Point labeling dataset excerpts.
* begin *
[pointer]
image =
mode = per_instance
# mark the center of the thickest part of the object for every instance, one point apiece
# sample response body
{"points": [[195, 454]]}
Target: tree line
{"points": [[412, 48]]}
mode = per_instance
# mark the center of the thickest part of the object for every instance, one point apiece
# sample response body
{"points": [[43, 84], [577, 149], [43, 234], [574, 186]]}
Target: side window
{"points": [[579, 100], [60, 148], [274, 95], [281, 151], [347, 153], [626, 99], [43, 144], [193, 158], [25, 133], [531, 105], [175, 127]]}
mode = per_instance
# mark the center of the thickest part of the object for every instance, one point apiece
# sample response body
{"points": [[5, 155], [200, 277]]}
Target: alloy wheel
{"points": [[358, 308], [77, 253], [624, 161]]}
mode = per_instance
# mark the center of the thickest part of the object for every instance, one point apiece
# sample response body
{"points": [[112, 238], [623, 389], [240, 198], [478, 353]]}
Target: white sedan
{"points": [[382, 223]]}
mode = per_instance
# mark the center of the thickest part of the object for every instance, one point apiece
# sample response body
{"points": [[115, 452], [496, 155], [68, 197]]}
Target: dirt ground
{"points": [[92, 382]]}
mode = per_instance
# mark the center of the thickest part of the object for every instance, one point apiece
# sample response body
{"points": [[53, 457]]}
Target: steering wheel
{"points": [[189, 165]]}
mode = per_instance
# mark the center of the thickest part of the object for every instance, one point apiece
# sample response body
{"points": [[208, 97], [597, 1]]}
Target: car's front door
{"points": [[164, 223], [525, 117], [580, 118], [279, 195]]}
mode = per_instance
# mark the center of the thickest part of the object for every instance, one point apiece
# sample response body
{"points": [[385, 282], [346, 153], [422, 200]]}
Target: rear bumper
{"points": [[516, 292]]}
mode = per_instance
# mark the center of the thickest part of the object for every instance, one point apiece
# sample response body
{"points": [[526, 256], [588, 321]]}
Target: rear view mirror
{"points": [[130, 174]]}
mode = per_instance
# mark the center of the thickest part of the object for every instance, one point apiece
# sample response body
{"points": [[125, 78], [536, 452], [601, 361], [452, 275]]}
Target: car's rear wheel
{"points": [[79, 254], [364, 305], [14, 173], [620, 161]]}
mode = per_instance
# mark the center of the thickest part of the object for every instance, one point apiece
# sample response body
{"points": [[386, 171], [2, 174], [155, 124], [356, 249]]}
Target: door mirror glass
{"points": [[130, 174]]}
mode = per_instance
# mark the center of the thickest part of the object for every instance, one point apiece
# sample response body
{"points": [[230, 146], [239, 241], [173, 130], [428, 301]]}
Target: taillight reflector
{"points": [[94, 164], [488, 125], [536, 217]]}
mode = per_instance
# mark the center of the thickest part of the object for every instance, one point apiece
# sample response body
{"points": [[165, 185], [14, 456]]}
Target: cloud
* end *
Exercise description. Output the listing above without altering a single character.

Expected output.
[pointer]
image =
mode = per_instance
# mark the center of the thickest part of the object for every instance, one point apiece
# sample response body
{"points": [[195, 454]]}
Target: tree line
{"points": [[412, 48]]}
mode = per_instance
# mark the center of the thickest part of the object for every instance, one point apiece
# sample response body
{"points": [[43, 84], [577, 149], [43, 234], [574, 186]]}
Target: side window
{"points": [[579, 100], [60, 148], [274, 95], [281, 151], [347, 153], [626, 99], [43, 144], [193, 158], [25, 133], [531, 105], [175, 127]]}
mode = per_instance
# mark the center of the thickest part of the object for every instance, one point apiece
# sample response body
{"points": [[5, 155], [200, 277]]}
Target: alloy wheel
{"points": [[358, 308], [77, 253], [624, 161]]}
mode = per_instance
# mark the center of the thickest part of the object for every instance, one point apiece
# sample response body
{"points": [[112, 238], [623, 389], [240, 198], [478, 353]]}
Target: white sedan
{"points": [[382, 223]]}
mode = per_instance
# mark the center of the thickest part of the object for every instance, one point apiece
# sample response body
{"points": [[115, 452], [496, 155], [68, 197]]}
Target: dirt ground
{"points": [[92, 382]]}
mode = per_instance
# mark the center of the thickest part of the object for every instance, one point apiece
# sample response body
{"points": [[53, 457]]}
Target: steering wheel
{"points": [[189, 165]]}
mode = per_instance
# mark the center of the thickest part of the object for every instance, one point apiece
# sample response body
{"points": [[208, 97], [597, 1]]}
Target: car's front door
{"points": [[164, 223], [525, 117], [580, 118], [279, 195]]}
mode = per_instance
# mark the center of the thickest part of the object for every instance, one point apiece
# sample response body
{"points": [[385, 282], [346, 153], [422, 200]]}
Target: rear bumper
{"points": [[516, 292]]}
mode = per_instance
# mark the center of the thickest part of the object for every instance, one point apiece
# sample response body
{"points": [[526, 256], [588, 321]]}
Target: rear view mirror
{"points": [[130, 174]]}
mode = per_instance
# mark the center of the thickest part of the object for every instance, one point apiece
# sample response body
{"points": [[125, 78], [536, 452], [601, 361], [452, 275]]}
Target: car's rear wheel
{"points": [[79, 254], [364, 305], [14, 173], [620, 161]]}
mode = per_instance
# mark the center of the thickest part of the object for every instance, one point apiece
# sample response body
{"points": [[386, 171], [2, 174], [155, 124], [356, 249]]}
Target: door mirror glass
{"points": [[130, 174]]}
mode = per_instance
# mark the center of the thickest part of the object for every instance, one point apiece
# sample response body
{"points": [[230, 146], [239, 241], [173, 130], [428, 301]]}
Target: taillight reflector
{"points": [[94, 164], [488, 125], [536, 217]]}
mode = per_instance
# mark the center of the thickest part of the object for every instance, one point apiece
# sample response body
{"points": [[165, 185], [14, 456]]}
Target: cloud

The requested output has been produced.